Work instructions: Revise every one of the entries below so that "box coordinates" becomes "bounding box" wherever it occurs, with all other wording left as it is. Leave the pictures out of your answer.

[Start Given data]

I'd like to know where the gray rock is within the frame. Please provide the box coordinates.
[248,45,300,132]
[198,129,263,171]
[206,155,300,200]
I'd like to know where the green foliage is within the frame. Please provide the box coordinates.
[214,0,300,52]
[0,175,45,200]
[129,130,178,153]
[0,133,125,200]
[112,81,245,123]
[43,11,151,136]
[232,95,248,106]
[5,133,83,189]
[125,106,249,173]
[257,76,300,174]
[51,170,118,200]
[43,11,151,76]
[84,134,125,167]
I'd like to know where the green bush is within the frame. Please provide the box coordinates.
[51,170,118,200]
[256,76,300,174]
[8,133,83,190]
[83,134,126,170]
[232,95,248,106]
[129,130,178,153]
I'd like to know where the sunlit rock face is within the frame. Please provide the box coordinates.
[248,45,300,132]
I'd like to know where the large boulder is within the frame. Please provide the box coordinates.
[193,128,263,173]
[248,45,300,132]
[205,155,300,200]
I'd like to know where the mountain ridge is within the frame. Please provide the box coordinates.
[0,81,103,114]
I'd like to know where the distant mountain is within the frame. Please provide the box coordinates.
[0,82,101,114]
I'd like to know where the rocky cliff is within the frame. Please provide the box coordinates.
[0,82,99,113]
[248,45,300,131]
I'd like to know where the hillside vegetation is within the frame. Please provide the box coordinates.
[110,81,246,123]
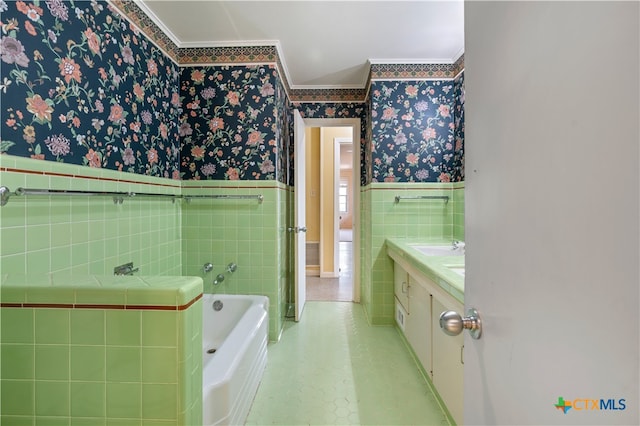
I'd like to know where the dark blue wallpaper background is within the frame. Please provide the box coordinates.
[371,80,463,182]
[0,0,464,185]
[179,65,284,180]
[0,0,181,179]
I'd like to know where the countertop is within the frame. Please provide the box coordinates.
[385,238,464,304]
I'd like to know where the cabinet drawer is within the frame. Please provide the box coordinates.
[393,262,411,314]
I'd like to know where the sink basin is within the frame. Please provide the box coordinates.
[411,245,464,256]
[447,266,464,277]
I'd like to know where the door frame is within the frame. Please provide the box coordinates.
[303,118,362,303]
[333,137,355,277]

[End Given data]

Correct result:
I'd like to know where the gray rock is within the frame. Please provide the bounding box.
[248,45,300,132]
[198,129,263,171]
[206,155,300,200]
I'd like to know where the green foliage is within the frame. Please provide the bounding box.
[214,0,300,52]
[0,175,45,200]
[129,130,178,153]
[0,133,125,200]
[112,81,245,123]
[43,11,151,136]
[232,95,248,106]
[5,133,83,189]
[125,106,249,173]
[257,76,300,174]
[51,170,118,200]
[43,11,151,76]
[84,134,125,167]
I'd like to know where the green bush is within the frame. Please provide the bounding box.
[51,170,118,200]
[256,76,300,174]
[8,133,83,190]
[83,134,126,170]
[232,95,248,106]
[129,130,178,153]
I'd like to know where the sunlit rock face is within the frame. Please provide the bounding box.
[248,45,300,132]
I'd like to know where the large boulder is within the frame. Please provide the bounding box.
[193,128,263,173]
[248,45,300,132]
[205,155,300,200]
I'd like to know where the mountain ridge is within the frame. Please provide the bounding box.
[0,81,103,114]
I'd like to know where the distant mountain is within the frame. Please provide the bounding box.
[0,82,101,114]
I'd like to know where the rocky cliff is within the frame. Please provide the bounding box.
[0,82,99,113]
[248,45,300,131]
I'd like to know where the hillside vegetation is within the frame. Please provide the bounding box.
[110,81,246,123]
I'd like to know where the dark blue wallpaper background is within the frame. Please provide the bounding box.
[371,80,463,182]
[0,0,464,185]
[179,65,284,180]
[0,0,181,179]
I'd like to know where the countertop is within the frame. Please provide the bounding box.
[385,238,464,304]
I'd like to know where the cabinet drawer is within the frame. Please provide the bounding box.
[393,262,411,314]
I'd like to know where the sink basin is within the frame. Please provide the bounding box.
[411,245,464,256]
[447,266,464,277]
I'd like to know where the door frame is within the frame. Please provide the bounding box.
[303,118,362,303]
[333,137,355,277]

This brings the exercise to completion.